*Cytowany tekst*.
···

Dokładnie... jakimś nieporozumieniem jest tolerowanie błędów ekipy która bierze za swoją prace grube pieniądze. U mnie np. przekątne budynku na ponad 14 metrach są w dokładności poniżej 1 cm (w tym też jest ugięcie miary), wymiary ścian wykonane w dokładności kilku milimetrów... Tak więc dokładne murowanie jest możliwe. Nieporozumieniem jest płacić ekipie i jeszcze płacić za materiał żeby zatuszować błędy wykonania.

Pobliski deweloper buduje budynek 2,5 kondygnacji z bloczka 18 cm... ale wiadomo, że taki to po najmniejszych kosztach leci.

···

*Przekazane dane*.
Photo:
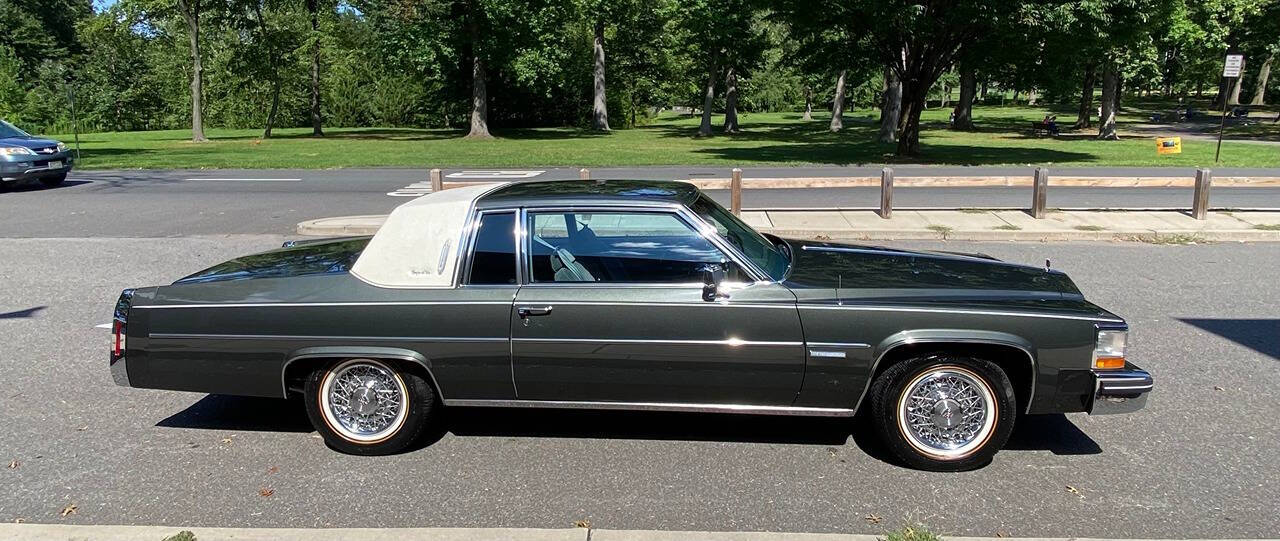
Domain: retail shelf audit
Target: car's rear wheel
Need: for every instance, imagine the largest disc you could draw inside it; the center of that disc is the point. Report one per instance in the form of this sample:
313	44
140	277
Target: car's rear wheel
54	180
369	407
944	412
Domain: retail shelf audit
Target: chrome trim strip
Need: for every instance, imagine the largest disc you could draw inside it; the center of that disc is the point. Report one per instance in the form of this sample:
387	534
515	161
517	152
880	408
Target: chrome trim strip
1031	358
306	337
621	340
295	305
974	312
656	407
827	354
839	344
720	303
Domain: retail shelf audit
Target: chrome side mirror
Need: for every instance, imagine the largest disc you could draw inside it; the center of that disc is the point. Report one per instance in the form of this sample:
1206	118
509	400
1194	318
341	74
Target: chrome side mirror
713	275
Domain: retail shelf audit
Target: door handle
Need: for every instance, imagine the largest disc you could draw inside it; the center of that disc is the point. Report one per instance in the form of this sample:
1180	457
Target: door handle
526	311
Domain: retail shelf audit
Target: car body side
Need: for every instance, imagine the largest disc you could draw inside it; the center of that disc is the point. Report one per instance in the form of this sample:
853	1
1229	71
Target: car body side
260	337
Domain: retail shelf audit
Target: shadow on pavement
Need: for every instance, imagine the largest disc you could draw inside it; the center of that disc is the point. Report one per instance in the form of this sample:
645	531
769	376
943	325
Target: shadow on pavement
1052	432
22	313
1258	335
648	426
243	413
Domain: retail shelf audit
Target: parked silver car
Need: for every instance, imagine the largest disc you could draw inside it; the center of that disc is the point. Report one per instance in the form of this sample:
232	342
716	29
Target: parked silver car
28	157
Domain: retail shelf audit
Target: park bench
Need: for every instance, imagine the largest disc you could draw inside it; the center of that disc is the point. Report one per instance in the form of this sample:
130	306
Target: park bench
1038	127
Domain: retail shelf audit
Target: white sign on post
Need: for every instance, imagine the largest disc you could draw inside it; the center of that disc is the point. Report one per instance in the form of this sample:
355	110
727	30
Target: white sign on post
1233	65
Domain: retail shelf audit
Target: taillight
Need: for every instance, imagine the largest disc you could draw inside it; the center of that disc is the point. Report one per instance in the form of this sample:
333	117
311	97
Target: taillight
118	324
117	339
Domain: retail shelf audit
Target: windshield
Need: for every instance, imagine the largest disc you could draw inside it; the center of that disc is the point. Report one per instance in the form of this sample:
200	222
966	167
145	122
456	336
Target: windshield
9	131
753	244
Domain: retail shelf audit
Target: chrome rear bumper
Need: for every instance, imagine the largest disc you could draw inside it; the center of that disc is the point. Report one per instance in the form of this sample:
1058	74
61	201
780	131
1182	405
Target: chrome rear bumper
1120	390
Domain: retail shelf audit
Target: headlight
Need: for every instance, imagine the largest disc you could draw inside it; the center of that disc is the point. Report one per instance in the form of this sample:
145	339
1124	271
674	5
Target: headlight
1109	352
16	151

···

*Lista zadań*.
**A.** Odpowiedz krótko na pytania do wpisu o dokładności murowania:
(i) Jaką długość mają przekątne budynku opisanego we wpisie i z jaką dokładnością je wykonano?
(ii) Z jaką dokładnością wykonano wymiary ścian?
(iii) Ile kondygnacji ma budynek pobliskiego dewelopera i z jakiego bloczka powstaje?
**B.** Proszę dopisać dalszy ciąg wpisu o dokładności murowania, zaczynając po jego ostatnim zdaniu.

*Odpowiedzi do ćwiczenia*.
**A.**
(i) Ponad 14 metrów, z dokładnością poniżej 1 cm.
(ii) Z dokładnością kilku milimetrów.
(iii) 2,5 kondygnacji, z bloczka 18 cm.

**B.**
----------


## brylekpl

> Ściana 18 cm jako zewnętrzna? No to nie wiem ile tego ocieplenia musiałbyś tam rzucić... Niby porotherm ma pustak 18,8 na ściany zewnętrzne, ale ja bym jednak czegoś takiego sobie nie zafundował. Wyobraź sobie, że z jakiegoś powodu lekko uszkodzisz ocieplenie zewnętrzne (pukniesz czymś twardym i ciężkim, żona wjedzie autem, itp...) i całą izolacyjność szlag trafi. Dlatego moim zdaniem dla własnej wygody i bezpieczeństwa lepiej mieć mniej docieplenia i jak najwięcej ściany... Poza tym patrzenie tylko na koszty budowy jest złudne. Często zdarza się tak, że osoby, które chciały "trochę" przyoszczędzić na materiale po dwóch sezonach plują sobie w brodę, że jednak nie było warto. Moim zdaniem PTH30 + kilka cm ocieplenia to bardzo rozsądne rozwiązanie. Czy bardziej rozsądne niż porotherm 25? Tego nie wiem. Ale na pewno lepsza 30-tka niż 18,8 i pierdylion cm docieplenia!


nie zapomnij ze gruboscia sciany osiagniesz co najwyzej gowniane ocieplenie a w zasadze zadne. do osciplania jest material izolacyjny.

----------


## _olo_

> nie zapomnij ze gruboscia sciany osiagniesz co najwyzej gowniane ocieplenie a w zasadze zadne. do osciplania jest material izolacyjny.


I co mają na taki tekst powiedzieć posiadacze ciepłych domków ze ścianami jednowarstwowymi ?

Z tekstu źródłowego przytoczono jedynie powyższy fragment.